*Extracted information:*
◆ ◆ ◆ ◆ ◆

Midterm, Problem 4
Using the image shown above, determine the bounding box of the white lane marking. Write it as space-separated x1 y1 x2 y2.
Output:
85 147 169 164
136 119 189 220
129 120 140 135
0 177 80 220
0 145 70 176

◆ ◆ ◆ ◆ ◆

*Required work:* The answer must contain only the lines from the one with "Using the image" to the end of the entries above, each written out exactly.

*Output of the task:*
Using the image shown above, determine the bounding box of the white lane marking. Write it as space-separated x1 y1 x2 y2.
Output:
85 147 169 164
136 119 189 220
129 120 140 135
0 177 80 220
0 145 70 176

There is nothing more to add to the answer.